- _THE PROBLEM_
Return the complete listing that follows, with each line reproduced exactly.
------
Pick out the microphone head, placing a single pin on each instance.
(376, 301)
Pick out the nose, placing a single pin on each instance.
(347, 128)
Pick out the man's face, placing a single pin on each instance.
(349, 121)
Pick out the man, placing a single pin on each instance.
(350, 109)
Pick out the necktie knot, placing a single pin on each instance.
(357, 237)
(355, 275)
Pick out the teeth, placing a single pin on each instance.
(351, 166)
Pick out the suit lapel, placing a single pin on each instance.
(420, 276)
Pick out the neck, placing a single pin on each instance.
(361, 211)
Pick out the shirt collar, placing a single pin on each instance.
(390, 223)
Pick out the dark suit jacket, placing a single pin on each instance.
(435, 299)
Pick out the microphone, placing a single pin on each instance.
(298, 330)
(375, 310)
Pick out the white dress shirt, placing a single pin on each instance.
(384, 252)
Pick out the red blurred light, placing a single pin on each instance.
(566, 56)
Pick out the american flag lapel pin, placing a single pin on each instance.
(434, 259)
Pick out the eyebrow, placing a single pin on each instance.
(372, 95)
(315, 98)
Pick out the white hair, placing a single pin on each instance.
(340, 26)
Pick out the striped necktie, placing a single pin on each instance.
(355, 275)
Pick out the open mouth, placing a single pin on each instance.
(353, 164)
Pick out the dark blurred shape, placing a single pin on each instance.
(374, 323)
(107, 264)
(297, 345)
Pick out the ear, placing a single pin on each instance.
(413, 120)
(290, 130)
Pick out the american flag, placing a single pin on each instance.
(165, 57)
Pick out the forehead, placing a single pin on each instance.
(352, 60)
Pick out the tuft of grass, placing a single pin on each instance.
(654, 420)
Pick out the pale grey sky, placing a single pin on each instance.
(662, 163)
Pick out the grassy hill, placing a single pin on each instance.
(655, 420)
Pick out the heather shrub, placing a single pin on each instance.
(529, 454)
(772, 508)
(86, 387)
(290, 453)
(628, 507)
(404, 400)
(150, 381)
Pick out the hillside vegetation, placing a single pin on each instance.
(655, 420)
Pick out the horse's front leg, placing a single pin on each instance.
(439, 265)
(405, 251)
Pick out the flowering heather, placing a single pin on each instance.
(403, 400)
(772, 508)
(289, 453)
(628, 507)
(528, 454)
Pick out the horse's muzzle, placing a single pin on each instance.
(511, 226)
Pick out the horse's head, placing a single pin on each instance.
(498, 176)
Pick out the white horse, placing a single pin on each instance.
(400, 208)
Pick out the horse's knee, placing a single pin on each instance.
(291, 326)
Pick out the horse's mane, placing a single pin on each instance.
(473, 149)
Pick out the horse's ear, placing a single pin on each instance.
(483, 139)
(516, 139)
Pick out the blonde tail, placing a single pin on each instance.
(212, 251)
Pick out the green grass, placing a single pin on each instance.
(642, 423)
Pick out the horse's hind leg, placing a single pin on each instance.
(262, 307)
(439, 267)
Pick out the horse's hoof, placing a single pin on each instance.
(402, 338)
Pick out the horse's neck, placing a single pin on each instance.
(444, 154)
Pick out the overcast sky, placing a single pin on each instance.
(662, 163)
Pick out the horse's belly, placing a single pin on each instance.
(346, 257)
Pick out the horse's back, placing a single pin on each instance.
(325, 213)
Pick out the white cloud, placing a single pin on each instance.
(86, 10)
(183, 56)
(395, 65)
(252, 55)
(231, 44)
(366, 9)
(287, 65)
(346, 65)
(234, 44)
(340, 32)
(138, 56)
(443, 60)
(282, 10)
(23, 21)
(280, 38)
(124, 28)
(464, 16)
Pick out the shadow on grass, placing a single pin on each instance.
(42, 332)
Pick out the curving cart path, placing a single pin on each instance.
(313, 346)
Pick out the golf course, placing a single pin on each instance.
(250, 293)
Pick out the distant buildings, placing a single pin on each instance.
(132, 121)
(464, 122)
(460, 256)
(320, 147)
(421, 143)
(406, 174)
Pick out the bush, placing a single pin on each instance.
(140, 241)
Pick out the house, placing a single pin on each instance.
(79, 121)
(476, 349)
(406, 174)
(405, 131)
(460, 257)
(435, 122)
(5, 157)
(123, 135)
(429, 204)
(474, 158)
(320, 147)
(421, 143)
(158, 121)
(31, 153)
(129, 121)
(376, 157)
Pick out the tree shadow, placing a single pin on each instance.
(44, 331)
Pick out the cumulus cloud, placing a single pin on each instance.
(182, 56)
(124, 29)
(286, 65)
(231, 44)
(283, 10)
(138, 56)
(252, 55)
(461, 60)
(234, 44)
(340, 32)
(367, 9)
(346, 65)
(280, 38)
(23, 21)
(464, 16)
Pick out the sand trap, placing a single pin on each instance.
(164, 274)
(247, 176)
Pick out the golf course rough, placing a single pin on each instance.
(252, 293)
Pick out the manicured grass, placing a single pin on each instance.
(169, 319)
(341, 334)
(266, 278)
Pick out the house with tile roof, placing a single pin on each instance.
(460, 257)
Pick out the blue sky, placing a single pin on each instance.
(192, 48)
------
- _TASK RESPONSE_
Pick out the microphone head, placing a single pin on each instance.
(376, 301)
Pick out the nose, placing a single pin on each instance.
(347, 128)
Pick out the man's face, placing a single pin on each instance.
(349, 121)
Pick out the man, placing a single pin on each instance.
(350, 109)
Pick out the necktie knot, placing a single pin on each instance.
(357, 237)
(355, 275)
Pick out the teeth, placing a single pin on each instance.
(351, 166)
Pick out the suit lapel, placing a single pin on each instance.
(420, 276)
Pick out the neck, placing a single pin on each instance.
(361, 211)
Pick out the shirt collar, placing a single pin on each instance.
(390, 223)
Pick out the dark suit jacket, placing a single pin on each instance.
(435, 299)
Pick out the microphone, placing a single pin on each instance.
(298, 330)
(375, 310)
Pick out the white dress shirt, placing a single pin on each instance.
(384, 252)
Pick out the red blurred light, placing a single pin on each instance.
(566, 56)
Pick out the american flag lapel pin, placing a single pin on each instance.
(434, 259)
Pick out the eyebrow, placing a single pin on each instance.
(372, 95)
(315, 98)
Pick out the white hair, placing a single pin on each instance.
(340, 26)
Pick out the striped necktie, placing a single pin on each instance.
(355, 275)
Pick out the open mouth, placing a single pin on each instance.
(353, 164)
Pick out the dark blurred shape, placing a single pin on each instance.
(374, 323)
(107, 264)
(297, 345)
Pick out the ear, placing a single pin on each instance.
(413, 120)
(290, 130)
Pick out the american flag, placing a single pin on each instance.
(165, 57)
Pick out the forehead, placing a single pin on each instance.
(352, 60)
Pick out the tuft of grass, placing a single pin on each instance.
(654, 420)
Pick out the pale grey sky, placing a single pin on each instance.
(662, 163)
Pick out the grassy hill, placing a single pin on each instance.
(655, 420)
Pick out the heather shrub, placing a single pin on each instance.
(529, 454)
(772, 508)
(86, 387)
(290, 453)
(628, 507)
(404, 400)
(150, 381)
Pick out the hillside vegetation, placing a single pin on each instance.
(655, 420)
Pick out the horse's front leg, placing a single pin on each instance.
(439, 265)
(405, 251)
Pick out the flowering heather, placing a single pin on each instance.
(403, 400)
(772, 508)
(289, 453)
(628, 507)
(528, 454)
Pick out the horse's muzzle, placing a single pin on each instance.
(511, 226)
Pick out the horse's head, placing a single pin on each instance.
(498, 176)
Pick out the white horse, placing a single pin on each instance.
(400, 208)
Pick out the horse's knee, placing a single pin on each instance.
(291, 326)
Pick out the horse's mane, placing a single pin on each instance.
(473, 149)
Pick out the horse's ear, placing a single pin on each instance.
(483, 139)
(516, 139)
Pick out the blonde tail, placing a single pin on each instance.
(212, 251)
Pick out the green grass, placing a single pin on each instance.
(642, 423)
Pick out the horse's hind leg, placing a single pin on each instance.
(262, 307)
(439, 267)
Pick out the horse's hoof, placing a single pin on each instance.
(402, 338)
Pick out the horse's neck, placing a single pin on each instance.
(444, 154)
Pick out the overcast sky, placing a single pin on each instance.
(662, 163)
Pick out the horse's belly, placing a single pin on each instance.
(346, 257)
Pick out the horse's back, placing a single pin on each instance.
(325, 213)
Pick out the white cloud, placing a single pin on each instance.
(86, 10)
(183, 56)
(395, 65)
(252, 55)
(231, 44)
(366, 9)
(287, 65)
(346, 65)
(234, 44)
(340, 32)
(138, 56)
(443, 60)
(282, 10)
(23, 21)
(280, 38)
(124, 28)
(464, 16)
Pick out the shadow on grass, placing a single pin on each instance.
(42, 332)
Pick out the curving cart path, placing a single pin on each instance.
(313, 346)
Pick out the golf course, placing a single pin on each instance.
(250, 293)
Pick out the distant buildings, placing a single pin on each instance.
(132, 121)
(464, 122)
(460, 256)
(320, 147)
(421, 143)
(406, 174)
Pick out the bush, placing a single pin on each instance.
(140, 241)
Pick out the house, placing a single pin on each instance.
(79, 121)
(476, 349)
(406, 174)
(405, 131)
(460, 257)
(435, 122)
(5, 157)
(123, 135)
(429, 204)
(474, 158)
(320, 147)
(421, 143)
(158, 121)
(31, 153)
(129, 121)
(376, 157)
Pick out the tree shadow, placing a single pin on each instance.
(44, 331)
Pick out the cumulus cloud, placing a single pin on each instance.
(182, 56)
(124, 29)
(286, 65)
(231, 44)
(283, 10)
(138, 56)
(252, 55)
(461, 60)
(234, 44)
(340, 32)
(367, 9)
(346, 65)
(280, 38)
(23, 21)
(464, 16)
Pick out the sand trap, placing a single pin on each instance.
(164, 274)
(247, 176)
Pick out the golf course rough, placing a single pin on each instance.
(252, 293)
Pick out the manicured grass, placing a single pin on each instance.
(169, 319)
(341, 334)
(266, 278)
Pick out the house with tile roof, placing a single pin on each instance.
(460, 257)
Pick out the blue sky, placing a single pin on each instance.
(192, 48)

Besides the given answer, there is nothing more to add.